Request
Extract every line of the records that contains the string "marking".

Data for this task
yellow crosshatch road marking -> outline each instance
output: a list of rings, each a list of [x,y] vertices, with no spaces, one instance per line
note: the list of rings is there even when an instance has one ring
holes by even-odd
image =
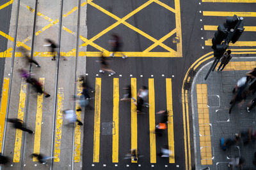
[[[234,15],[239,17],[255,17],[256,12],[203,11],[204,16],[233,17]]]
[[[169,158],[169,163],[175,163],[174,150],[174,132],[173,132],[173,111],[172,110],[172,78],[166,79],[166,108],[168,117],[168,137],[169,150],[172,151],[171,157]]]
[[[201,151],[201,164],[211,165],[212,148],[211,141],[211,128],[207,106],[207,85],[196,84],[196,97],[198,111],[200,145]]]
[[[131,79],[131,87],[132,90],[132,97],[137,101],[137,81],[136,78]],[[137,107],[132,103],[132,99],[131,99],[131,149],[137,150]],[[131,160],[132,163],[137,163],[138,160]]]
[[[5,4],[2,4],[1,6],[0,6],[0,10],[2,10],[3,8],[4,8],[5,7],[10,5],[11,4],[12,4],[12,3],[13,3],[13,0],[11,0],[9,2],[7,2]]]
[[[44,88],[44,78],[39,78],[39,81],[42,83]],[[44,89],[43,89],[44,90]],[[41,142],[41,126],[42,117],[43,116],[43,101],[44,94],[37,95],[37,105],[36,105],[36,128],[35,131],[34,137],[34,153],[40,153],[40,147]],[[35,157],[33,158],[33,161],[38,162],[38,159]]]
[[[149,102],[149,137],[150,146],[150,163],[156,163],[156,129],[155,121],[155,87],[154,78],[148,79],[148,102]]]
[[[77,97],[81,96],[80,93],[83,92],[82,83],[79,81],[77,83]],[[76,102],[76,110],[79,108],[78,101]],[[81,111],[76,111],[76,116],[79,120],[81,120]],[[77,125],[77,122],[76,122],[75,127],[75,139],[74,142],[74,162],[80,162],[80,155],[81,155],[81,125]]]
[[[100,155],[100,100],[101,100],[101,78],[96,78],[95,81],[95,104],[94,112],[94,133],[93,133],[93,162],[99,162]]]
[[[256,27],[244,26],[244,31],[256,31]],[[204,29],[207,31],[217,31],[218,25],[204,25]]]
[[[3,136],[4,134],[5,117],[6,115],[7,100],[9,91],[9,78],[4,78],[3,85],[2,100],[0,110],[0,153],[2,153]]]
[[[21,81],[20,100],[19,103],[17,118],[24,120],[25,112],[26,93],[27,90],[27,83],[25,80]],[[14,145],[13,162],[19,162],[20,157],[21,142],[22,140],[22,131],[16,129],[15,143]]]
[[[113,143],[112,162],[118,162],[118,135],[119,135],[119,79],[113,80]]]
[[[54,141],[54,162],[60,162],[62,124],[63,122],[62,111],[63,110],[64,92],[63,88],[58,88],[57,97],[58,107]]]
[[[102,31],[102,32],[100,32],[99,34],[98,34],[97,35],[96,35],[95,36],[94,36],[93,38],[92,38],[90,39],[87,39],[85,38],[83,38],[82,39],[83,41],[85,41],[85,43],[84,44],[83,44],[82,45],[79,46],[79,47],[81,46],[86,46],[88,45],[92,45],[93,47],[96,48],[97,49],[100,50],[100,51],[103,51],[104,52],[108,52],[108,51],[106,51],[105,49],[104,49],[103,48],[99,46],[99,45],[96,45],[95,43],[93,43],[94,41],[95,41],[97,39],[98,39],[99,38],[100,38],[100,36],[102,36],[102,35],[104,35],[104,34],[106,34],[106,32],[109,32],[109,31],[112,30],[113,29],[114,29],[115,27],[116,27],[117,25],[120,25],[120,24],[123,24],[125,25],[126,25],[127,27],[131,28],[131,29],[132,29],[133,31],[134,31],[135,32],[141,34],[142,36],[147,38],[148,39],[149,39],[150,40],[152,41],[154,44],[154,45],[152,45],[150,48],[148,48],[147,49],[147,50],[145,52],[124,52],[128,57],[182,57],[182,34],[181,34],[181,24],[180,24],[180,2],[179,0],[173,0],[175,1],[175,8],[173,9],[173,8],[170,7],[169,6],[166,5],[166,4],[160,2],[158,0],[148,0],[147,2],[146,2],[145,3],[144,3],[143,4],[142,4],[141,6],[138,7],[138,8],[136,8],[136,10],[134,10],[134,11],[132,11],[132,12],[131,12],[130,13],[129,13],[128,15],[127,15],[125,17],[124,17],[122,18],[120,18],[119,17],[115,16],[115,15],[113,15],[113,13],[106,11],[106,10],[103,9],[102,8],[101,8],[100,6],[97,5],[96,4],[92,3],[92,0],[90,0],[88,1],[87,3],[88,4],[90,4],[92,6],[95,7],[96,8],[97,8],[98,10],[102,11],[103,13],[104,13],[105,14],[113,17],[113,18],[116,19],[117,20],[117,22],[116,23],[115,23],[114,24],[113,24],[112,25],[108,27],[108,28],[106,28],[106,29],[104,29],[104,31]],[[140,10],[144,9],[145,8],[146,8],[147,6],[148,6],[148,4],[152,3],[156,3],[157,4],[158,4],[159,5],[162,6],[163,7],[165,8],[166,9],[167,9],[168,10],[170,10],[171,12],[173,12],[175,13],[175,24],[176,24],[176,29],[175,29],[175,31],[174,31],[173,30],[172,31],[171,31],[170,33],[168,33],[167,35],[164,36],[163,38],[162,38],[161,39],[160,39],[159,40],[156,39],[154,39],[153,37],[151,37],[150,36],[149,36],[148,34],[147,34],[147,33],[144,32],[143,31],[138,29],[138,28],[136,28],[135,27],[134,27],[133,25],[129,24],[129,23],[126,22],[125,20],[127,20],[129,18],[131,17],[132,16],[133,16],[134,14],[136,14],[136,13],[138,13],[138,11],[140,11]],[[86,1],[83,2],[81,4],[81,6],[84,6],[85,4],[86,4]],[[26,6],[26,5],[25,5]],[[31,7],[28,6],[26,6],[26,8],[28,8],[29,11],[31,11],[31,12],[35,12],[35,10],[31,8]],[[67,16],[68,16],[69,15],[70,15],[71,13],[73,13],[74,11],[77,11],[78,9],[77,6],[75,6],[70,11],[68,11],[68,13],[67,13],[67,14],[64,14],[63,16],[63,17],[67,17]],[[51,27],[52,26],[53,26],[54,25],[56,24],[57,23],[59,22],[59,20],[58,19],[56,19],[55,20],[53,20],[52,19],[51,19],[51,18],[49,18],[47,16],[44,15],[44,14],[38,12],[37,13],[38,15],[43,17],[44,19],[45,19],[46,20],[51,22],[51,23],[49,23],[48,25],[45,25],[45,27],[44,27],[42,29],[41,29],[40,30],[36,32],[36,36],[39,35],[40,33],[42,33],[43,31],[47,30],[47,29]],[[68,32],[74,35],[75,32],[72,31],[71,30],[70,30],[69,29],[68,29],[67,27],[63,26],[63,28],[64,30],[65,30],[66,31],[67,31]],[[176,33],[177,37],[179,39],[179,42],[178,42],[177,43],[177,52],[173,49],[172,49],[171,48],[170,48],[169,46],[165,45],[163,43],[163,41],[164,39],[166,39],[170,37],[172,35],[173,35],[173,34]],[[9,37],[8,37],[9,38]],[[28,41],[28,39],[30,39],[30,38],[29,38],[29,37],[28,37],[27,38],[26,38],[25,42]],[[7,37],[6,37],[7,38]],[[27,40],[26,40],[27,39]],[[27,48],[28,50],[30,50],[30,47],[28,46],[27,45],[26,45],[24,44],[25,42],[22,41],[22,42],[20,42],[20,45],[23,46],[24,47],[25,47],[26,48]],[[166,50],[169,51],[170,52],[150,52],[150,50],[152,50],[154,48],[155,48],[156,46],[157,46],[157,45],[159,45],[161,46],[162,46],[163,48],[164,48],[164,49],[166,49]],[[10,50],[9,49],[8,50]],[[5,57],[5,55],[4,55],[3,54],[6,53],[6,52],[4,52],[3,53],[0,53],[0,57]],[[74,50],[71,50],[70,52],[66,52],[67,53],[74,53]],[[35,52],[35,54],[41,54],[40,52]],[[8,54],[9,55],[10,54]],[[88,52],[87,53],[87,55],[88,57],[95,57],[95,55],[93,55],[93,53],[91,52]],[[2,57],[4,56],[4,57]],[[16,56],[16,55],[15,55]],[[34,56],[37,56],[36,55]],[[97,55],[97,57],[99,57],[99,55]]]
[[[209,39],[208,40],[205,41],[205,45],[207,46],[212,46],[212,40]],[[229,43],[229,46],[256,46],[256,41],[237,41],[236,43]]]
[[[218,63],[216,69],[218,68],[220,62]],[[256,67],[255,61],[230,62],[225,67],[223,71],[230,70],[252,70]]]
[[[256,0],[202,0],[203,3],[255,3]]]

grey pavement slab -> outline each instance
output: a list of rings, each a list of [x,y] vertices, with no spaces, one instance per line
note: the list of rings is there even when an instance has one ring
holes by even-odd
[[[233,58],[234,61],[254,61],[255,58]],[[239,144],[239,147],[232,146],[226,151],[223,151],[220,145],[221,138],[227,139],[234,137],[236,133],[247,131],[252,127],[253,132],[255,129],[256,115],[253,110],[248,113],[246,110],[247,104],[254,96],[250,94],[244,104],[239,108],[237,104],[233,108],[232,113],[228,114],[230,101],[234,97],[232,91],[238,80],[244,76],[248,71],[223,71],[211,72],[207,80],[204,80],[207,71],[210,68],[211,63],[202,67],[196,73],[192,85],[191,103],[193,115],[194,141],[196,169],[203,169],[209,167],[210,169],[230,169],[228,162],[236,156],[241,155],[246,160],[246,167],[255,169],[252,164],[253,154],[256,152],[254,143],[248,145]],[[199,134],[199,124],[196,98],[196,84],[207,85],[207,99],[211,124],[211,139],[212,146],[212,164],[202,165]]]

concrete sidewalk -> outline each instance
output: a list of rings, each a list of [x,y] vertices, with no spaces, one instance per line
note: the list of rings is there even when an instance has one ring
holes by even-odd
[[[252,163],[256,152],[255,143],[246,146],[240,143],[226,151],[220,147],[221,138],[233,138],[235,134],[249,127],[253,132],[256,130],[255,110],[248,113],[246,109],[255,96],[248,96],[241,108],[236,104],[228,114],[229,103],[234,97],[232,90],[239,78],[256,67],[255,59],[233,57],[222,72],[211,72],[205,81],[204,78],[212,63],[211,62],[202,67],[195,76],[191,103],[196,169],[230,169],[228,162],[239,155],[245,159],[246,168],[256,169]]]

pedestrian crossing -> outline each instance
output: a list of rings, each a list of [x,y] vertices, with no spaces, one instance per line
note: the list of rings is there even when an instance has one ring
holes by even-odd
[[[255,3],[255,0],[202,0],[202,6],[203,10],[200,11],[202,14],[202,19],[204,27],[201,30],[206,32],[205,38],[204,39],[204,44],[205,46],[212,46],[211,39],[214,37],[214,33],[217,31],[218,25],[226,22],[227,17],[233,17],[236,15],[237,17],[243,17],[244,22],[244,31],[243,35],[236,43],[230,43],[230,46],[255,46],[256,41],[252,38],[256,32],[256,13],[250,11],[249,8],[250,3]],[[216,9],[234,9],[227,11],[211,11],[209,7],[210,4],[212,4],[215,6],[220,6]],[[244,6],[243,9],[248,9],[246,11],[239,11],[241,5]],[[227,8],[225,8],[227,6]]]
[[[131,85],[131,92],[132,96],[136,99],[137,92],[138,91],[138,87],[137,87],[137,78],[129,78]],[[111,110],[113,108],[113,127],[111,129],[112,132],[112,153],[109,153],[110,157],[111,157],[111,162],[113,163],[118,163],[120,161],[120,158],[123,155],[120,155],[120,147],[122,147],[120,143],[120,138],[122,134],[120,133],[122,126],[120,126],[122,124],[131,124],[131,150],[138,149],[138,113],[136,112],[136,106],[131,101],[131,122],[124,122],[124,120],[120,120],[120,110],[121,105],[120,103],[120,89],[122,89],[120,85],[120,78],[113,78],[111,84],[113,85],[113,97],[109,96],[109,97],[113,97],[113,105],[108,108],[102,108],[102,101],[106,100],[106,99],[102,98],[102,94],[106,92],[102,90],[102,87],[104,86],[105,81],[102,81],[102,78],[97,77],[95,79],[95,97],[94,97],[94,111],[93,111],[93,126],[90,127],[93,129],[93,136],[91,136],[93,139],[93,155],[92,163],[100,162],[100,154],[101,153],[101,148],[100,147],[102,143],[104,141],[102,140],[102,127],[101,124],[105,122],[105,120],[102,119],[101,113],[106,110]],[[156,119],[156,113],[157,110],[156,110],[156,101],[157,99],[156,98],[156,92],[155,90],[155,79],[154,78],[150,78],[148,79],[148,83],[146,85],[148,87],[148,121],[149,126],[148,127],[148,131],[150,132],[149,136],[149,148],[148,148],[150,153],[150,162],[152,164],[157,163],[157,149],[156,146],[157,142],[156,136],[156,134],[154,131],[156,128],[156,124],[157,123]],[[44,78],[40,78],[40,81],[44,85],[45,82]],[[164,89],[166,96],[166,110],[168,111],[168,127],[167,127],[167,136],[166,136],[166,143],[168,143],[169,150],[172,150],[171,157],[169,158],[168,162],[170,164],[174,164],[175,161],[175,145],[174,145],[174,131],[173,131],[173,104],[172,104],[172,78],[164,78],[164,84],[166,89]],[[4,85],[3,87],[3,94],[2,99],[1,103],[1,114],[3,115],[3,118],[4,118],[6,115],[6,102],[8,99],[8,83],[9,79],[6,78],[4,80]],[[82,87],[81,83],[77,83],[77,96],[81,95],[81,92],[82,92]],[[62,111],[63,110],[64,101],[66,100],[69,100],[67,96],[64,96],[63,88],[59,87],[57,92],[57,103],[56,103],[56,124],[54,129],[54,151],[53,155],[54,157],[54,162],[60,162],[61,161],[61,155],[63,150],[67,149],[67,147],[71,147],[72,145],[65,146],[61,145],[61,138],[63,136],[62,133],[62,129],[63,128],[63,122],[65,121],[63,118]],[[27,90],[27,84],[26,81],[22,80],[20,84],[20,94],[19,94],[19,108],[17,111],[17,118],[22,120],[24,120],[24,113],[26,112],[26,98],[28,95]],[[35,120],[35,135],[33,136],[33,146],[26,146],[26,147],[33,148],[33,152],[34,153],[40,153],[40,146],[42,145],[42,138],[44,138],[42,136],[42,118],[46,116],[45,113],[44,113],[44,94],[38,94],[36,96],[36,113]],[[92,99],[93,100],[93,99]],[[93,101],[91,101],[93,103]],[[76,108],[78,108],[78,103],[77,103]],[[81,120],[82,114],[83,113],[81,111],[76,111],[77,117],[79,120]],[[53,117],[53,115],[52,115]],[[85,118],[86,118],[86,115],[84,115]],[[4,128],[4,118],[1,118],[0,120],[0,129],[1,129],[1,144],[3,143],[3,134]],[[83,120],[82,120],[83,122]],[[47,122],[45,122],[47,124]],[[49,123],[49,122],[48,122]],[[88,129],[89,127],[86,127],[86,124],[84,125]],[[10,127],[9,127],[10,128]],[[79,162],[81,157],[82,147],[83,145],[81,143],[83,141],[83,127],[81,127],[76,124],[74,128],[74,162]],[[88,130],[90,131],[90,130]],[[13,153],[12,161],[13,163],[20,162],[21,157],[22,157],[22,145],[24,143],[24,133],[20,130],[15,130],[15,138],[13,143]],[[8,135],[8,134],[6,134]],[[52,139],[47,139],[49,141]],[[5,143],[12,143],[13,141],[5,141]],[[147,141],[145,141],[147,142]],[[128,142],[129,143],[129,142]],[[51,146],[49,146],[51,147]],[[25,148],[26,150],[26,148]],[[33,162],[37,161],[36,159],[33,159]],[[131,160],[131,163],[138,163],[138,160]]]

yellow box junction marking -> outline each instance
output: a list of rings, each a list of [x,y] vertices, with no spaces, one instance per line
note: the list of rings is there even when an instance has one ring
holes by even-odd
[[[40,78],[39,81],[44,86],[44,78]],[[44,89],[43,89],[44,90]],[[37,105],[36,105],[36,125],[34,136],[34,153],[40,153],[40,142],[41,142],[41,127],[42,127],[42,117],[43,116],[43,101],[44,94],[37,95]],[[33,162],[38,162],[36,157],[33,158]]]
[[[60,146],[62,134],[62,124],[63,110],[64,92],[63,88],[58,89],[58,106],[57,106],[57,118],[56,122],[55,139],[54,139],[54,162],[60,162]]]
[[[7,3],[6,3],[4,4],[2,4],[1,6],[0,6],[0,10],[2,10],[3,8],[4,8],[5,7],[10,5],[11,4],[12,4],[13,3],[13,0],[11,0]]]
[[[149,132],[150,146],[150,163],[156,163],[156,129],[155,121],[155,87],[154,78],[148,78],[148,102],[149,102]]]
[[[218,63],[216,67],[217,70],[221,62]],[[230,62],[225,67],[223,71],[230,71],[230,70],[252,70],[256,67],[255,61],[239,61],[239,62]]]
[[[211,165],[212,148],[211,141],[210,120],[207,106],[207,85],[196,84],[197,107],[198,111],[198,124],[200,145],[201,151],[201,164]]]
[[[99,162],[100,155],[100,100],[101,100],[101,78],[96,78],[95,81],[95,104],[94,112],[94,133],[93,133],[93,162]]]
[[[166,107],[168,113],[168,137],[169,150],[172,151],[171,156],[169,157],[169,163],[175,163],[174,150],[174,132],[173,132],[173,111],[172,108],[172,78],[166,79]]]
[[[256,0],[202,0],[202,3],[255,3]]]
[[[19,103],[17,118],[24,120],[24,115],[25,112],[26,93],[27,90],[27,83],[24,80],[21,81],[20,100]],[[21,142],[22,140],[22,131],[20,129],[16,129],[15,143],[13,152],[13,162],[19,162],[20,157]]]
[[[256,31],[256,27],[244,26],[244,31]],[[218,25],[204,25],[204,29],[207,31],[217,31]]]
[[[136,78],[131,79],[131,87],[132,90],[132,97],[137,101],[137,81]],[[138,132],[137,132],[137,107],[132,103],[131,99],[131,149],[138,150]],[[138,160],[131,160],[132,163],[137,163]]]
[[[203,11],[204,16],[215,16],[215,17],[233,17],[236,15],[239,17],[256,17],[256,12],[234,12],[234,11]]]
[[[208,40],[206,40],[205,43],[206,46],[212,46],[212,39],[209,39]],[[230,43],[228,45],[230,46],[256,46],[256,41],[237,41],[234,44]]]
[[[83,92],[83,87],[81,81],[78,81],[77,83],[77,96],[79,97],[82,94],[80,93]],[[77,101],[76,108],[76,110],[79,108],[79,101]],[[76,111],[76,116],[78,120],[81,120],[81,111]],[[74,143],[74,162],[80,162],[80,155],[81,155],[81,125],[77,125],[77,122],[76,122],[75,127],[75,139]]]
[[[119,135],[119,78],[113,80],[113,143],[112,162],[118,162],[118,135]]]
[[[4,131],[4,124],[5,124],[5,117],[6,115],[7,109],[7,101],[9,91],[9,83],[10,78],[4,78],[3,91],[2,91],[2,99],[1,101],[1,110],[0,110],[0,153],[2,153],[2,145],[3,145],[3,136]]]

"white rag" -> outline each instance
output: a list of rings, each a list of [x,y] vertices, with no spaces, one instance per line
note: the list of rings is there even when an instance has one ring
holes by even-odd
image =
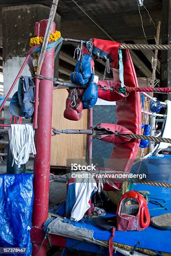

Task output
yellow crosshatch road marking -> outline each instance
yellow box junction marking -> outline each instance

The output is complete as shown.